__EXERCISE PROMPT__.
Which lines of the entries below contain the string "large"? Gather every such line and copy each one out in full.

BEGIN RECORDED DATA

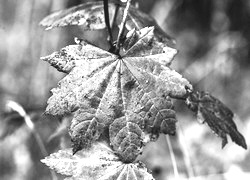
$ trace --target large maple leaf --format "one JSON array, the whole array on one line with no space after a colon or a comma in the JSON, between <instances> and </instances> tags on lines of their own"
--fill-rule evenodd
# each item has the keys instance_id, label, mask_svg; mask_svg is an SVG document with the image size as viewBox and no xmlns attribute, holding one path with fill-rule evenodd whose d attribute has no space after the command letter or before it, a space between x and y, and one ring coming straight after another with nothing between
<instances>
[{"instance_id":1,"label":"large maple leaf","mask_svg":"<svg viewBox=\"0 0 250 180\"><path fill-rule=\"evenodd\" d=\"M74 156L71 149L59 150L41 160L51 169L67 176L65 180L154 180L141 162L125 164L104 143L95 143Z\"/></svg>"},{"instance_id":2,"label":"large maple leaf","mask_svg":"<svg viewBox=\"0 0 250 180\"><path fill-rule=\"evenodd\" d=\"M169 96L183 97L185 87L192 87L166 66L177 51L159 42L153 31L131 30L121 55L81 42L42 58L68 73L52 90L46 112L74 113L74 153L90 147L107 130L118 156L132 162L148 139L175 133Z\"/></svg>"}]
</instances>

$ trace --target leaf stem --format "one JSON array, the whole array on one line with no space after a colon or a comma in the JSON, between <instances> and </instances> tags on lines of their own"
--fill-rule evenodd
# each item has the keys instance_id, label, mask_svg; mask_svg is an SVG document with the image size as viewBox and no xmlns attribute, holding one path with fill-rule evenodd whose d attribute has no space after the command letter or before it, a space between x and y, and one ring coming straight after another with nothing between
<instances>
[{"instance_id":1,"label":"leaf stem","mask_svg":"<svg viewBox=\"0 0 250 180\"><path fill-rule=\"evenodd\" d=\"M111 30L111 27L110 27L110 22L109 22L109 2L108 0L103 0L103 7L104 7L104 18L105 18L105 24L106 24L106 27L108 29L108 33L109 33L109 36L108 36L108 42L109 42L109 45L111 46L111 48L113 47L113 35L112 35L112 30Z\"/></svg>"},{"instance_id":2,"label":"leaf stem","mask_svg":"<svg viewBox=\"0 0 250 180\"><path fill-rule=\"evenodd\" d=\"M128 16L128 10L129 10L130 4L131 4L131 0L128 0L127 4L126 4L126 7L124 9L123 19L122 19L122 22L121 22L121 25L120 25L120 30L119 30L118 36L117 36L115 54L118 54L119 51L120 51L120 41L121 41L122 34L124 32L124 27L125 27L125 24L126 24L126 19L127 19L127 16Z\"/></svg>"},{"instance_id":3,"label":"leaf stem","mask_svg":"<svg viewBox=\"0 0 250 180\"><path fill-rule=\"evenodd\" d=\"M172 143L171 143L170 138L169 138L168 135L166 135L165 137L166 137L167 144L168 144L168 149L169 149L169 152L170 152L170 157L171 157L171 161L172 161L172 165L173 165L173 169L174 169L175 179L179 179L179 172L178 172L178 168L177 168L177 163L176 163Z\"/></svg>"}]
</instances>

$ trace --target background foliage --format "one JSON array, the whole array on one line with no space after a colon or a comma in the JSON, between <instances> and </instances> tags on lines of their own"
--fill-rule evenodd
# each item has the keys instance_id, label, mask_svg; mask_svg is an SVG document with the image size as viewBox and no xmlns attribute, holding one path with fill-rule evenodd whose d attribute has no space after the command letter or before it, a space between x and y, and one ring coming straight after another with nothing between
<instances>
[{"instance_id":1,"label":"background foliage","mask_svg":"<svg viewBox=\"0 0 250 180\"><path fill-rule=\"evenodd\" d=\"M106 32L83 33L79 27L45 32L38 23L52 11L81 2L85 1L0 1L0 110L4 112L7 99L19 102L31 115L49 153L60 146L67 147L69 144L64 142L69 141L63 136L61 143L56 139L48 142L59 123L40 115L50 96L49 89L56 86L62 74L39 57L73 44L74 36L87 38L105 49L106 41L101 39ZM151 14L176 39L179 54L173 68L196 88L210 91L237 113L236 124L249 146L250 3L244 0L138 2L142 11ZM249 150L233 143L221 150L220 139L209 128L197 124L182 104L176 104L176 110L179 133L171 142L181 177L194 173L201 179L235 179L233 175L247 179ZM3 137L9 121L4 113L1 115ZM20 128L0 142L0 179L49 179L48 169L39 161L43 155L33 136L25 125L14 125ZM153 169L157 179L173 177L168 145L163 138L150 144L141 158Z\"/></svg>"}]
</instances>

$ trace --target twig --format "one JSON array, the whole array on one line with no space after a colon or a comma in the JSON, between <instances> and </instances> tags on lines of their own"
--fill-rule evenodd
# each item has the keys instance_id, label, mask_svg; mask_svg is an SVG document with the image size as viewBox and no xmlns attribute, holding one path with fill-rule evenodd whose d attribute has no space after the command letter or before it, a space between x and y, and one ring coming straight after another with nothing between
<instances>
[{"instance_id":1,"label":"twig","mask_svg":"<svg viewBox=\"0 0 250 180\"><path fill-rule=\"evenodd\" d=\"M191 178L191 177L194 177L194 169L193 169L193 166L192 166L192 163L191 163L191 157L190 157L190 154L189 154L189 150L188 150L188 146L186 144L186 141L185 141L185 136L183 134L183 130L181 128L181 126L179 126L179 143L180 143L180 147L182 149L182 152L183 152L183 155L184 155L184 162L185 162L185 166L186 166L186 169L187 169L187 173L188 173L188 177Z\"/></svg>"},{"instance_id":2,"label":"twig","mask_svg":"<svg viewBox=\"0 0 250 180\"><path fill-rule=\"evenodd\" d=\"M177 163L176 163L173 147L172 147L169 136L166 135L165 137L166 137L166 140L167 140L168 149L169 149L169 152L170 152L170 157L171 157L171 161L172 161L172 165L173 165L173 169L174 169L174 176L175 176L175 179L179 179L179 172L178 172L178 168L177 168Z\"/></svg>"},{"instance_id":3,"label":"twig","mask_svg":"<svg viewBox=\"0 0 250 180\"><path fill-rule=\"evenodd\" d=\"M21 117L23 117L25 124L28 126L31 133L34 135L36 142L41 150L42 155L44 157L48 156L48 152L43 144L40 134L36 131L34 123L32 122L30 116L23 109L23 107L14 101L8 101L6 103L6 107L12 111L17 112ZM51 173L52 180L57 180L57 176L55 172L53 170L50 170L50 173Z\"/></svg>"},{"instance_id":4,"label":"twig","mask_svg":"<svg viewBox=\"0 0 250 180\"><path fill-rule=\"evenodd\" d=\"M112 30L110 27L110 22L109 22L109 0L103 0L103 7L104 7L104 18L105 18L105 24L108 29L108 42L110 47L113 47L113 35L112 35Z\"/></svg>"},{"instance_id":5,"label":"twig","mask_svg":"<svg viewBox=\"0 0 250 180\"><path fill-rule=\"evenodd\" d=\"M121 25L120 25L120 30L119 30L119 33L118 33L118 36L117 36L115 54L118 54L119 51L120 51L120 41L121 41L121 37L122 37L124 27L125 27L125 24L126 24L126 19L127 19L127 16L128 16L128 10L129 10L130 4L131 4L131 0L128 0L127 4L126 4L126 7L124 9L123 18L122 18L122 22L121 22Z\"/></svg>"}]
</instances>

END RECORDED DATA
BEGIN RECORDED DATA

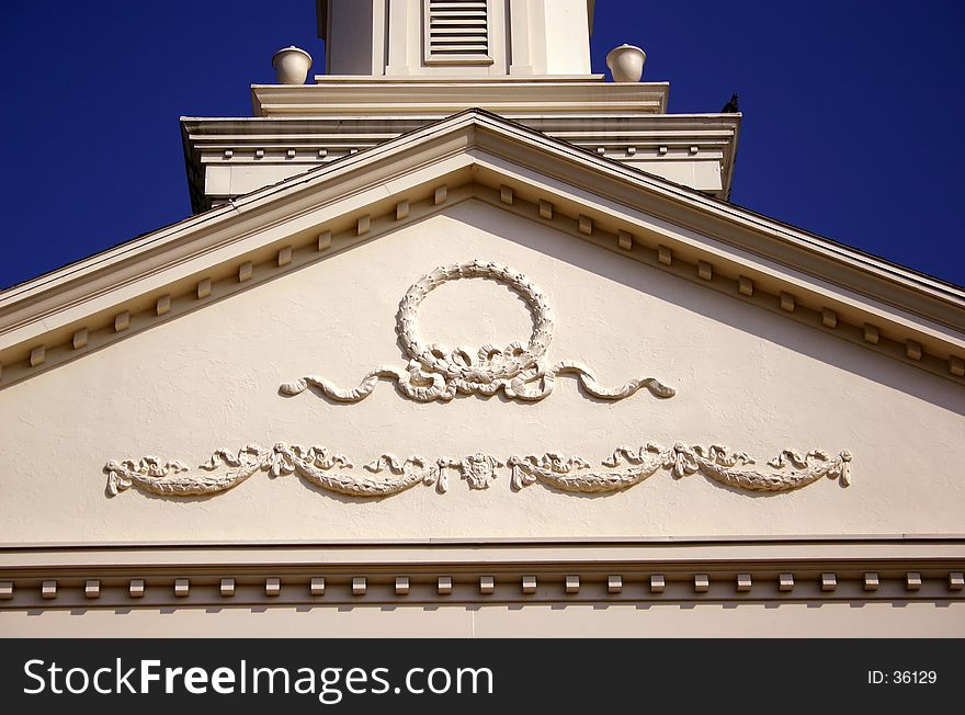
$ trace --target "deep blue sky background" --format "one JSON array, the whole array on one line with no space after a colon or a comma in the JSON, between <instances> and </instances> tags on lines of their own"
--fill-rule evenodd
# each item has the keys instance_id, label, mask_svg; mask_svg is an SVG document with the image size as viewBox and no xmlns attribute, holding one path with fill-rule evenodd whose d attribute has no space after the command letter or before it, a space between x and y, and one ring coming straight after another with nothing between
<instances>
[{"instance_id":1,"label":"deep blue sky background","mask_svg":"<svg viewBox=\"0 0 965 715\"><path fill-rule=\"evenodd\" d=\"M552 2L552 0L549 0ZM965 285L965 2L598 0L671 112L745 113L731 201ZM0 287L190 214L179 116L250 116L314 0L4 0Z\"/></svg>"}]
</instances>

END RECORDED DATA

__TASK SOLUTION__.
$ trace --target large maple leaf --format "one JSON array, the whole array on one line with no space after a colon or a comma in the JSON, between <instances> and </instances> tags on lines of their own"
[{"instance_id":1,"label":"large maple leaf","mask_svg":"<svg viewBox=\"0 0 250 180\"><path fill-rule=\"evenodd\" d=\"M74 156L71 149L59 150L41 160L51 169L67 176L65 180L154 180L141 162L125 164L104 143L95 143Z\"/></svg>"},{"instance_id":2,"label":"large maple leaf","mask_svg":"<svg viewBox=\"0 0 250 180\"><path fill-rule=\"evenodd\" d=\"M169 96L183 97L185 87L192 87L166 66L177 51L159 42L153 31L131 30L121 55L81 42L42 58L68 73L52 90L46 112L74 113L74 153L90 147L107 130L118 156L132 162L148 139L175 133Z\"/></svg>"}]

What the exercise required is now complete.